Aim A.
Pick out every line in the records below that contains the string "logo", and copy each of those lines in full.

----------

I asked Jim about his motorcycle.  “Its an Indian Chieftain.  Its big which means its more stable.  I like big bikes!  I imagine I feel the same as a dog with his head outside the car window.”

“So Jim, what has brought you here today?”  “My motorcycle.  Sorry, I couldn’t resist.  Well a few years ago, I had a good job working as a Field Engineer.  I was home a great deal, waiting for a call to send me on the road.  Though it was a good job, I was getting older and retirement was weighing heavily on my mind.  You see, I am bad with money.  I spend it as I make it.  So I had no savings, and a mortgage.  I was ashamed of myself for being so old, but being so immature with my money.  I began looking to change.  I stumbled upon Go90Grow, the Master Key Mastermind Alliance and Stream Energy; the trifecta that changed my life.”

I had to admit I never heard of them.  “What are these things, and how have they changed your life?”

“It starts with Stream Energy.  Stream is a network-marketing company that offers discounted energy; electricity and gas, and cell phone service.  What I liked about Stream was that it offered services already in people’s budgets.  Everyone uses electricity and cell phones.  I did check out other opportunities, but they had a product, which would require someone to spend money they were not already spending.  I did not feel comfortable asking friends to spend money on something they did not really need.  But with Stream, I could offer them electricity at a lower rate.  How could they say no?”

----------

Aim B.
Decide whether each statement agrees with the interview above, answering yes or no and quoting the words of the interview that decide it: (i) Jim's motorcycle is an Indian Chieftain; (ii) Jim had built up savings before he began looking to change; (iii) Stream Energy offers services that people are not already paying for.

----------

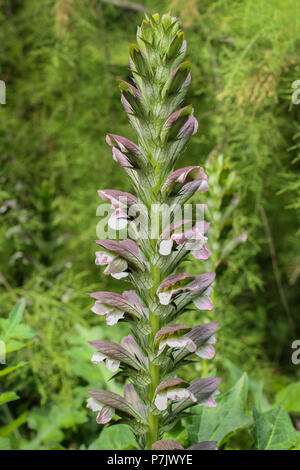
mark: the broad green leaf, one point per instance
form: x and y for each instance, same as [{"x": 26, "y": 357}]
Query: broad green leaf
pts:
[
  {"x": 117, "y": 437},
  {"x": 219, "y": 423},
  {"x": 7, "y": 397},
  {"x": 15, "y": 424},
  {"x": 8, "y": 370},
  {"x": 274, "y": 430},
  {"x": 255, "y": 386},
  {"x": 289, "y": 397}
]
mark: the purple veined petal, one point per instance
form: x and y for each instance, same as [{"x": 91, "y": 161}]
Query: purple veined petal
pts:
[
  {"x": 204, "y": 302},
  {"x": 99, "y": 309},
  {"x": 185, "y": 111},
  {"x": 161, "y": 401},
  {"x": 118, "y": 220},
  {"x": 117, "y": 267},
  {"x": 167, "y": 445},
  {"x": 122, "y": 143},
  {"x": 121, "y": 158},
  {"x": 129, "y": 343},
  {"x": 173, "y": 279},
  {"x": 117, "y": 198},
  {"x": 132, "y": 397},
  {"x": 201, "y": 281},
  {"x": 105, "y": 415},
  {"x": 128, "y": 302},
  {"x": 170, "y": 383},
  {"x": 103, "y": 258},
  {"x": 94, "y": 404},
  {"x": 203, "y": 253},
  {"x": 206, "y": 351},
  {"x": 178, "y": 342},
  {"x": 170, "y": 329},
  {"x": 189, "y": 128},
  {"x": 112, "y": 365},
  {"x": 209, "y": 402},
  {"x": 113, "y": 317},
  {"x": 165, "y": 247},
  {"x": 180, "y": 393},
  {"x": 98, "y": 357}
]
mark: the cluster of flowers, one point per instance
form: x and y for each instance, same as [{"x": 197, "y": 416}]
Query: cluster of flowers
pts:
[{"x": 154, "y": 399}]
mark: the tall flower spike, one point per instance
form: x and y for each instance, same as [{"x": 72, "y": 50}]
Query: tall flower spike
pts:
[{"x": 154, "y": 399}]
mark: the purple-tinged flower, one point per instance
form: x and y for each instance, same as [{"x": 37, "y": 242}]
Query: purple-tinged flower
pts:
[
  {"x": 193, "y": 238},
  {"x": 108, "y": 403},
  {"x": 173, "y": 445},
  {"x": 116, "y": 266},
  {"x": 185, "y": 182},
  {"x": 112, "y": 305},
  {"x": 120, "y": 202},
  {"x": 176, "y": 286},
  {"x": 113, "y": 354},
  {"x": 172, "y": 389},
  {"x": 111, "y": 364},
  {"x": 170, "y": 336},
  {"x": 203, "y": 390},
  {"x": 171, "y": 287},
  {"x": 126, "y": 255}
]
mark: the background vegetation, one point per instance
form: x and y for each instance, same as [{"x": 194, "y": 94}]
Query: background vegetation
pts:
[{"x": 60, "y": 60}]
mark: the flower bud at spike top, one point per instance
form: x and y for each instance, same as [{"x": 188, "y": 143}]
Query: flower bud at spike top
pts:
[{"x": 159, "y": 291}]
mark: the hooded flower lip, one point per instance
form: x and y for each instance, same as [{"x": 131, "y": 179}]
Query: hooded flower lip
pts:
[
  {"x": 204, "y": 390},
  {"x": 120, "y": 202},
  {"x": 115, "y": 306},
  {"x": 116, "y": 267},
  {"x": 197, "y": 340},
  {"x": 105, "y": 413},
  {"x": 172, "y": 389},
  {"x": 169, "y": 336},
  {"x": 173, "y": 445},
  {"x": 125, "y": 255},
  {"x": 173, "y": 287},
  {"x": 170, "y": 287},
  {"x": 192, "y": 239}
]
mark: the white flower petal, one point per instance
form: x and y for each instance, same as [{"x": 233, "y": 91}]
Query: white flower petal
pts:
[
  {"x": 94, "y": 404},
  {"x": 161, "y": 401},
  {"x": 206, "y": 351},
  {"x": 112, "y": 365},
  {"x": 119, "y": 275},
  {"x": 165, "y": 297},
  {"x": 113, "y": 317},
  {"x": 98, "y": 357},
  {"x": 165, "y": 247}
]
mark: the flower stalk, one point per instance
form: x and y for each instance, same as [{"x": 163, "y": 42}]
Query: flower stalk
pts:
[{"x": 157, "y": 241}]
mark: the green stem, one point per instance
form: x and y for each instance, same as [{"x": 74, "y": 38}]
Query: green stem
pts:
[{"x": 153, "y": 419}]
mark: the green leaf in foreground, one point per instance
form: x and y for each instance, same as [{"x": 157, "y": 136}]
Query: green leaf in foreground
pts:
[
  {"x": 289, "y": 397},
  {"x": 218, "y": 424},
  {"x": 117, "y": 437},
  {"x": 274, "y": 430}
]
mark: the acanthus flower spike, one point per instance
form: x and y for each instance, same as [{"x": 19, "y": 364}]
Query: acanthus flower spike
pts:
[{"x": 149, "y": 358}]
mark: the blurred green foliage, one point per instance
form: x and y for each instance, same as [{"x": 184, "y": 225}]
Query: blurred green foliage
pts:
[{"x": 60, "y": 60}]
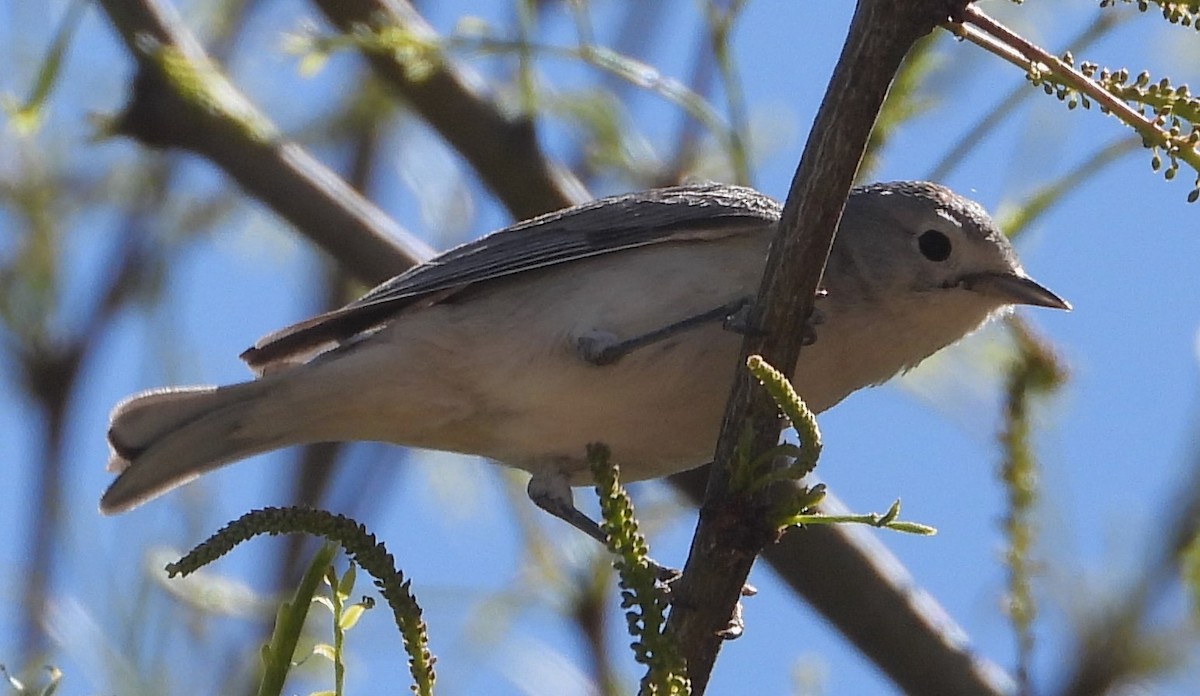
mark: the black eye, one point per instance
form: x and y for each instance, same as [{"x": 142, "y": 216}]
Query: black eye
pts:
[{"x": 934, "y": 245}]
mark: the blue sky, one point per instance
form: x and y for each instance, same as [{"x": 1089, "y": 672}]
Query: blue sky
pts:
[{"x": 1115, "y": 444}]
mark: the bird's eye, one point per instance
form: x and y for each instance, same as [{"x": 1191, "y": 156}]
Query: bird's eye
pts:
[{"x": 934, "y": 245}]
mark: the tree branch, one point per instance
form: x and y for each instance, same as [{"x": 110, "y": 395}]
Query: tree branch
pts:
[
  {"x": 181, "y": 100},
  {"x": 503, "y": 150},
  {"x": 732, "y": 528},
  {"x": 316, "y": 214}
]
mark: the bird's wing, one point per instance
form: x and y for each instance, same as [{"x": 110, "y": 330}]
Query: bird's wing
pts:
[{"x": 600, "y": 227}]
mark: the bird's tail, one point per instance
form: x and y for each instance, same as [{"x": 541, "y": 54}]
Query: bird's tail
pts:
[{"x": 162, "y": 439}]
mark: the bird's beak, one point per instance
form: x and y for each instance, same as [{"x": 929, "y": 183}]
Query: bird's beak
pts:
[{"x": 1014, "y": 288}]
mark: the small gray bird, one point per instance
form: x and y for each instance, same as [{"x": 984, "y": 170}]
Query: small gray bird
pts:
[{"x": 605, "y": 322}]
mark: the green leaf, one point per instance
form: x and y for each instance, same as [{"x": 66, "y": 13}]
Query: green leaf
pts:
[
  {"x": 325, "y": 651},
  {"x": 351, "y": 616}
]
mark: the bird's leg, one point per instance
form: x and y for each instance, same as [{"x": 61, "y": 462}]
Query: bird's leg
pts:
[
  {"x": 552, "y": 493},
  {"x": 604, "y": 348}
]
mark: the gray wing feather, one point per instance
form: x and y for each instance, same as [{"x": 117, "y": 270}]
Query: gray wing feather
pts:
[{"x": 589, "y": 229}]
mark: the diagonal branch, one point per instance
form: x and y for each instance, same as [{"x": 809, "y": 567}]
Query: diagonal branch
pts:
[
  {"x": 363, "y": 246},
  {"x": 729, "y": 539}
]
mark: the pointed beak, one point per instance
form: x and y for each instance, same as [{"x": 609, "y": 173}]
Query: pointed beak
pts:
[{"x": 1014, "y": 288}]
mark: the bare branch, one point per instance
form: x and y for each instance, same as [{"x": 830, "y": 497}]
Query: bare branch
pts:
[
  {"x": 181, "y": 100},
  {"x": 502, "y": 149},
  {"x": 732, "y": 529}
]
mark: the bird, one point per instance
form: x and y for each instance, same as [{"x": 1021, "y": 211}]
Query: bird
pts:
[{"x": 609, "y": 322}]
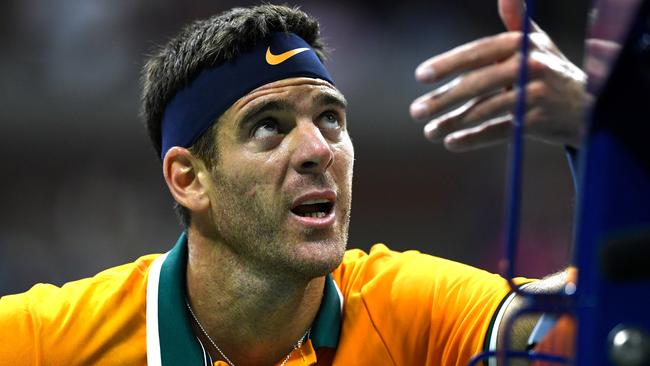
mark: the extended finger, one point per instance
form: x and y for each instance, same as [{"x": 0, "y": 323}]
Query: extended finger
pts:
[
  {"x": 478, "y": 111},
  {"x": 472, "y": 85},
  {"x": 469, "y": 56},
  {"x": 490, "y": 133}
]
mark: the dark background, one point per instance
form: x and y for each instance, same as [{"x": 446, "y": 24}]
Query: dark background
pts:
[{"x": 81, "y": 190}]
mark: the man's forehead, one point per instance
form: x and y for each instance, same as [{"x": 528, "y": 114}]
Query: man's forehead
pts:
[{"x": 286, "y": 87}]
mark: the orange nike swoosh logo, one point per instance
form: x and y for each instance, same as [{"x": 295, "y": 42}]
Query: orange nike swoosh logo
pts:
[{"x": 272, "y": 59}]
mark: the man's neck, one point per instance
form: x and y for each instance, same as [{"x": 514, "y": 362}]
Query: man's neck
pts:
[{"x": 253, "y": 317}]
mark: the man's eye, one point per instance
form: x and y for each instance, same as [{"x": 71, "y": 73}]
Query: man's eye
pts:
[
  {"x": 329, "y": 120},
  {"x": 266, "y": 128}
]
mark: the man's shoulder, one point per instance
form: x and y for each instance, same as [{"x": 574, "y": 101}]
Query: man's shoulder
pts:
[
  {"x": 381, "y": 261},
  {"x": 106, "y": 288},
  {"x": 51, "y": 322}
]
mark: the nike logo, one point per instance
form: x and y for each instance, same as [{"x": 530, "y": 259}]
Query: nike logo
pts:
[{"x": 272, "y": 59}]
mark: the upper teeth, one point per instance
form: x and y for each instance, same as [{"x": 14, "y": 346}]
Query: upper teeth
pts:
[{"x": 311, "y": 202}]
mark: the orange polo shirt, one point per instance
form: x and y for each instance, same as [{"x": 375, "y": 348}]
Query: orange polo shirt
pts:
[{"x": 380, "y": 308}]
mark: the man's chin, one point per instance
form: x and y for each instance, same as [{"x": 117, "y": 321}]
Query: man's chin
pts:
[{"x": 316, "y": 259}]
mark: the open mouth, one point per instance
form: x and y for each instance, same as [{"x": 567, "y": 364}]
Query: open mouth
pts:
[{"x": 317, "y": 208}]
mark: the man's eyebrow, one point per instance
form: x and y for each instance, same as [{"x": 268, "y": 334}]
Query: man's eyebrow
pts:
[
  {"x": 256, "y": 110},
  {"x": 329, "y": 99}
]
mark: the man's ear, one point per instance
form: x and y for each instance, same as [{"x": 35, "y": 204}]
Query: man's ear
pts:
[{"x": 181, "y": 170}]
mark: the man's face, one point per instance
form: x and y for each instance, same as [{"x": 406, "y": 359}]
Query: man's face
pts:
[{"x": 283, "y": 177}]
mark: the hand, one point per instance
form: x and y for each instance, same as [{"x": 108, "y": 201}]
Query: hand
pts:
[{"x": 475, "y": 108}]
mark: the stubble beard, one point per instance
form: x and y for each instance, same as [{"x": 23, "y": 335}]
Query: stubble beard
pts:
[{"x": 259, "y": 235}]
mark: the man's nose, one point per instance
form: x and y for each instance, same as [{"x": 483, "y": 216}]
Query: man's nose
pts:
[{"x": 312, "y": 153}]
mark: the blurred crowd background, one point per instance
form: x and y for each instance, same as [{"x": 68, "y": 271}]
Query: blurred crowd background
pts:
[{"x": 81, "y": 190}]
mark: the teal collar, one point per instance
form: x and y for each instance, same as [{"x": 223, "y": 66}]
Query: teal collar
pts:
[{"x": 170, "y": 340}]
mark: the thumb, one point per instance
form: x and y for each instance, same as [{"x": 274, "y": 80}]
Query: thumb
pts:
[{"x": 511, "y": 13}]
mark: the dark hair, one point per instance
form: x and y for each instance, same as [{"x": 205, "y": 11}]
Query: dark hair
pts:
[{"x": 208, "y": 43}]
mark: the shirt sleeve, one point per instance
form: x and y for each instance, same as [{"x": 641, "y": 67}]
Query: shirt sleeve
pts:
[
  {"x": 427, "y": 310},
  {"x": 18, "y": 328}
]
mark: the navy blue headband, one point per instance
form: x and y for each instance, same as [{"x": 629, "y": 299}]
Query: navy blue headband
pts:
[{"x": 197, "y": 106}]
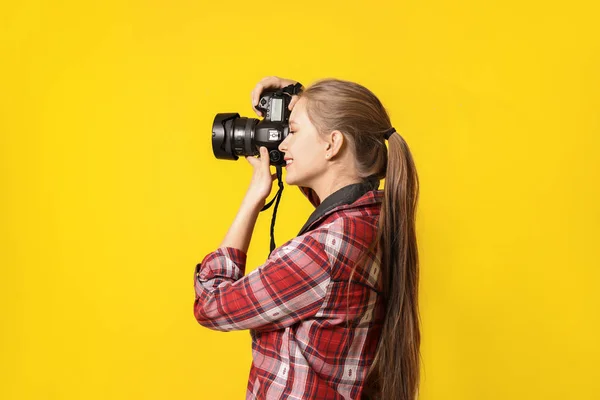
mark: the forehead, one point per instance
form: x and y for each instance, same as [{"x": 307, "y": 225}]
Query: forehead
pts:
[{"x": 298, "y": 114}]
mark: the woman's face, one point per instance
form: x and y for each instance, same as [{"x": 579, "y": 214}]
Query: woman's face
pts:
[{"x": 304, "y": 148}]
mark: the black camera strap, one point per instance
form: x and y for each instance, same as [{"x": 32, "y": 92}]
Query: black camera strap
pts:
[{"x": 269, "y": 204}]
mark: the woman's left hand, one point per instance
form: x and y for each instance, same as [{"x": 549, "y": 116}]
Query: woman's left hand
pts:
[{"x": 262, "y": 178}]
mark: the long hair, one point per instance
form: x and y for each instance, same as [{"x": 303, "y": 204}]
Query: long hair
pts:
[{"x": 334, "y": 104}]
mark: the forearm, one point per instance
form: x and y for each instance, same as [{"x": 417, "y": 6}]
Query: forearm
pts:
[{"x": 240, "y": 232}]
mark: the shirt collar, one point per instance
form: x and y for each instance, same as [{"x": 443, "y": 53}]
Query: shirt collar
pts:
[{"x": 346, "y": 195}]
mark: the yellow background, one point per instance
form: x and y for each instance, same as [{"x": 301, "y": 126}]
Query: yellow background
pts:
[{"x": 110, "y": 193}]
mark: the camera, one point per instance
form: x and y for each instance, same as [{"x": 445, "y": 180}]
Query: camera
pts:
[{"x": 234, "y": 136}]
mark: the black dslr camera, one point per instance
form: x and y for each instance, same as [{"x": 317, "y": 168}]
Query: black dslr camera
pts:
[{"x": 235, "y": 136}]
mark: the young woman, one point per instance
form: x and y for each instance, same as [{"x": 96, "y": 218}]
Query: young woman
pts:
[{"x": 333, "y": 312}]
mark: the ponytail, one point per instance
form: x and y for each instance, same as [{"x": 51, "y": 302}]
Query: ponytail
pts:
[{"x": 395, "y": 372}]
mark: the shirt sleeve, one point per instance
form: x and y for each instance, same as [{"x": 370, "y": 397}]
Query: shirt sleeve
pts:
[{"x": 289, "y": 287}]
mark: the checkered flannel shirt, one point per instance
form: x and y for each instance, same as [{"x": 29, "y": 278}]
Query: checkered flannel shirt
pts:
[{"x": 314, "y": 331}]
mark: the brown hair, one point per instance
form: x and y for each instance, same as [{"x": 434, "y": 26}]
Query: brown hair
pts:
[{"x": 334, "y": 104}]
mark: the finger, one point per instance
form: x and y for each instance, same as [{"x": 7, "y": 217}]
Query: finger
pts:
[
  {"x": 252, "y": 160},
  {"x": 293, "y": 101},
  {"x": 264, "y": 156}
]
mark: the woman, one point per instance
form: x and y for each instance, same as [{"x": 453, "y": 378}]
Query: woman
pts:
[{"x": 333, "y": 313}]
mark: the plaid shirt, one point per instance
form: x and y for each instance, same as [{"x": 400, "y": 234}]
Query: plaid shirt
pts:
[{"x": 314, "y": 331}]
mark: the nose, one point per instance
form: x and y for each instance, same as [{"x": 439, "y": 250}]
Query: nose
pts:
[{"x": 283, "y": 145}]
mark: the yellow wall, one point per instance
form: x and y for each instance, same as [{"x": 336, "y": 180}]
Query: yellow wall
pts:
[{"x": 110, "y": 193}]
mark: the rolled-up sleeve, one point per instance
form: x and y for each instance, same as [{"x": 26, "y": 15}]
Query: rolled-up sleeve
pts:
[{"x": 289, "y": 287}]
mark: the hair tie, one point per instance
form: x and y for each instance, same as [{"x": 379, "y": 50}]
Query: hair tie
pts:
[{"x": 389, "y": 132}]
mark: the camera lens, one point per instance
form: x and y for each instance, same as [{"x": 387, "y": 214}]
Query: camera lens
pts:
[{"x": 233, "y": 136}]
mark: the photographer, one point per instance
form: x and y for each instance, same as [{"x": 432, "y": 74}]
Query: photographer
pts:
[{"x": 333, "y": 312}]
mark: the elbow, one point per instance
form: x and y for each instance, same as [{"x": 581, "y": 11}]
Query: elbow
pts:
[{"x": 209, "y": 320}]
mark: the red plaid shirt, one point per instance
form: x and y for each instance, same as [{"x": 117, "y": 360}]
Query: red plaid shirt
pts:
[{"x": 314, "y": 332}]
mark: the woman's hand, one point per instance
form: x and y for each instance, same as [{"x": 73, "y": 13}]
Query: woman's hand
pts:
[
  {"x": 262, "y": 179},
  {"x": 271, "y": 82}
]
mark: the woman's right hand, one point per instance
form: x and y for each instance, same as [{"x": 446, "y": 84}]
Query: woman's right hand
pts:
[{"x": 270, "y": 82}]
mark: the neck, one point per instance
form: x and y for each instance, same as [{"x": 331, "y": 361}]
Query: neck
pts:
[{"x": 325, "y": 188}]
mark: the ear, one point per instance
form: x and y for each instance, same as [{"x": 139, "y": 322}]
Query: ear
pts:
[{"x": 335, "y": 143}]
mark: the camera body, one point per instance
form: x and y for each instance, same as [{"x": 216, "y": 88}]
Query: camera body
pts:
[{"x": 234, "y": 136}]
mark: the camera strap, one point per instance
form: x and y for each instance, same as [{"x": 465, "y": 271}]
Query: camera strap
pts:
[{"x": 269, "y": 204}]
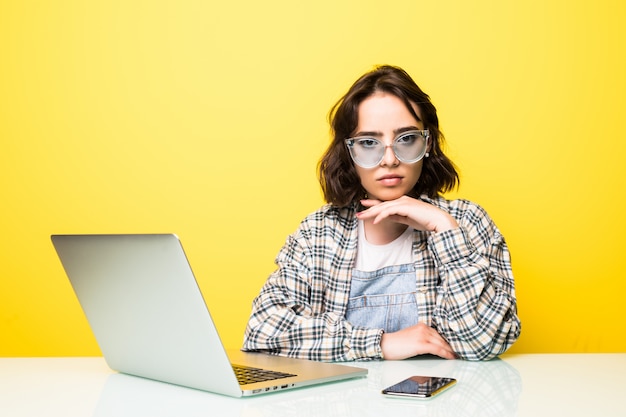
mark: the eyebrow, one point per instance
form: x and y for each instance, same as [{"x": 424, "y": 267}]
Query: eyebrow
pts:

----------

Task output A.
mark: the orange nike swoosh logo, one point per instance
Query: orange nike swoosh logo
mark: the nike logo, one point per instance
Query: nike logo

Task output B.
(i) Yes: "Its an Indian Chieftain."
(ii) No: "So I had no savings, and a mortgage."
(iii) No: "What I liked about Stream was that it offered services already in people’s budgets."